Na área da política, na quase totalidade das vezes o erro é categoricamente negado por quem exerce o poder

1. O erro faz parte da condição humana. Muitos (para não dizer “todos”) sentem um qualquer tipo de constrangimento/inibição em dizer ou confessar que erram, falham, que se enganam ou fracassam, que produziram asneiras, anomalias/desvios (e algumas vezes excessos) ou que têm por verdadeiro aquilo que é falso. Larga fração da experiência humana é constituída por erros, mas é conveniente não cometer sempre os mesmos e principalmente aprender com os dos outros (e analogamente com os nossos!). É ainda oportuno aqui mencionar que devemos evitá-los, ultrapassá-los e corrigi-los e que a proveniência do erro está muitas vezes no desejo, na impaciência/imprudência, na ignorância e na cólera. Defender e persistir no erro (ou engano), é querer sofrer e, já diz o povo, colossal estupidez e burrice! Porém, alguns teimam em praticá-lo. Há, também casos em que o erro é, digamos, “benéfico”. Por exemplo, no âmbito da educação o erro é indispensável. Muito do progresso no processo de ensino-aprendizagem faz-se por “tentativa e erro”. Aqui não deve haver receio/medo em fracassar ou falhar, até porque será precisamente o erro que vai desvelar algumas das ‘verdades’ (saberes, competências, factos…) de grande valor que há para descobrir. Diz-nos a ciência da Psicologia que este é um método básico de aprendizagem e que praticamente todos os animais o usam para aprender novos comportamentos. Tentativa e erro é o primeiro modo de aprendizagem e ocorre justamente através dos erros, enganos, falhas, lapsos, “disparates”, os quais são necessários para que existam novas e mais tentativas, tornando assim provável encontrar-se a forma correta de lidar com um determinado problema/dificuldade ou questão. Este processo será continuamente repetido até que o sucesso – ou a tão pretendida solução – seja alcançado/a.

A este propósito, o conhecido behaviorista norte americano Edward Lee Thorndike, na sua Lei do efeito, diz-nos que existe uma seleção das respostas adequadas e adaptativas, com eliminação das respostas inadequadas (erros), com base num determinado condicionamento – relação entre um comportamento e um estímulo – , encontrando-se finalmente o comportamento ajustado em função do estímulo ostentado. Todavia, não podemos dizer que a aprendizagem realizada pelos animais por tentativa e erro é o padrão da aprendizagem humana. Esta última não é somente uma mudança comportamental, mas algo mais complexo e de assinalável importância.

Linhas extraídas de um conjunto de dados
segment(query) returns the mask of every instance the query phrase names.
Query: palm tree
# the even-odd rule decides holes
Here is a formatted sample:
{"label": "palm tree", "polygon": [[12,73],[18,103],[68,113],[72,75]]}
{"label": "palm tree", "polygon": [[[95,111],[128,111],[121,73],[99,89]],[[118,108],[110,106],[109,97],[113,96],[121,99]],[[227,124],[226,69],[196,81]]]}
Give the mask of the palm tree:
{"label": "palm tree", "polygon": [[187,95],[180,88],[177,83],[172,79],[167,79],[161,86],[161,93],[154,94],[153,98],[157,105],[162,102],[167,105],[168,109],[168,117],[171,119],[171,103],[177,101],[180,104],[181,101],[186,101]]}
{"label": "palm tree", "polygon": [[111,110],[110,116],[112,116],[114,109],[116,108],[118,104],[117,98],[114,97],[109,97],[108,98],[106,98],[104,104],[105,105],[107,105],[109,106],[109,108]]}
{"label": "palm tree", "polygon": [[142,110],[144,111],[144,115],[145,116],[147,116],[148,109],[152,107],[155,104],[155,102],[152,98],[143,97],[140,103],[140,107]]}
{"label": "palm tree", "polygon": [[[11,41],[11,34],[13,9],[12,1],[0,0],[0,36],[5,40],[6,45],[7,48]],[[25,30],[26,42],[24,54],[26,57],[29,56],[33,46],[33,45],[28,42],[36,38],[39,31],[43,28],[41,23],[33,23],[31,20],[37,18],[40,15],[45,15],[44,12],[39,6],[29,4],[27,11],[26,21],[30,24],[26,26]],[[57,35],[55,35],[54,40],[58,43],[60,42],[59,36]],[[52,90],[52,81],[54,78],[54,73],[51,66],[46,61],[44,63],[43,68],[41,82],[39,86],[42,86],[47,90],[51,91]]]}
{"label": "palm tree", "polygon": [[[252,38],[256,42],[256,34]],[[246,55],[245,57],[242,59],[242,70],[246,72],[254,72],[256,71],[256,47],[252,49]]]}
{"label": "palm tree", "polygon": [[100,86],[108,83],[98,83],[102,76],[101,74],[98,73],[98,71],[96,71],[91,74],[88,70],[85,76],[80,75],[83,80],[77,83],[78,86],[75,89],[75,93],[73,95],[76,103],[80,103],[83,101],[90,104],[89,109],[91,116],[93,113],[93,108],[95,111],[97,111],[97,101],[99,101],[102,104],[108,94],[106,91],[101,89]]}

- Atividade 1 -
Por favor, reproduza o texto sobre o erro desde "A este propósito, o" até "de assinalável importância.", inclusive.
- Atividade 2 -
Indique se cada afirmação concorda com o texto sobre o erro. Responda sim ou não e cite as palavras decisivas do texto.
(a) A tentativa e erro é o primeiro modo de aprendizagem.
(b) A aprendizagem dos animais por tentativa e erro é o padrão da aprendizagem humana.
(c) Edward Lee Thorndike é apresentado como um behaviorista britânico.
- Atividade 3 -
Continue o texto sobre o erro a partir da última frase apresentada.
As linhas não têm qualquer relação com o texto sobre o erro.

- Resultado 1 -
A este propósito, o conhecido behaviorista norte americano Edward Lee Thorndike, na sua Lei do efeito, diz-nos que existe uma seleção das respostas adequadas e adaptativas, com eliminação das respostas inadequadas (erros), com base num determinado condicionamento – relação entre um comportamento e um estímulo – , encontrando-se finalmente o comportamento ajustado em função do estímulo ostentado. Todavia, não podemos dizer que a aprendizagem realizada pelos animais por tentativa e erro é o padrão da aprendizagem humana. Esta última não é somente uma mudança comportamental, mas algo mais complexo e de assinalável importância.

- Resultado 2 -
(a) Sim: "Tentativa e erro é o primeiro modo de aprendizagem".
(b) Não: "não podemos dizer que a aprendizagem realizada pelos animais por tentativa e erro é o padrão da aprendizagem humana".
(c) Não: "o conhecido behaviorista norte americano Edward Lee Thorndike".

- Resultado 3 -
Possui também grande utilidade a incerteza e o erro na investigação/experimentação científica. “Ensaio e erro” é o processo elementar na Ciência e por meio do qual se constrói e adquire “inovador” e atualizado conhecimento. O erro tem fulcral valor na descoberta e progresso científico. Muita da inspiração e inquietação dos cientistas advém dos erros metodológicos e dos resultados negativos obtidos na pesquisa, pelo que é essencial a compreensão destes “equívocos”. Para o epistemólogo Gaston Bachelard, o espírito científico é essencialmente uma retificação do saber, um alargamento dos quadros do conhecimento e “a sua estrutura é a consciência dos seus erros históricos”. Já para o vienense Karl Popper, autor do famoso critério da falsificabilidade, o erro é igualmente determinante, mas agora para demarcarmos as teorias científicas das não científicas e para refutarmos as científicas. Por outras palavras, uma boa teoria científica é aquela que consegue resistir aos mais rigorosos/severos testes que conseguimos conceder – à sua falsificação (ao erro) – e, enquanto resiste, ela não é rejeitada, mas corroborada.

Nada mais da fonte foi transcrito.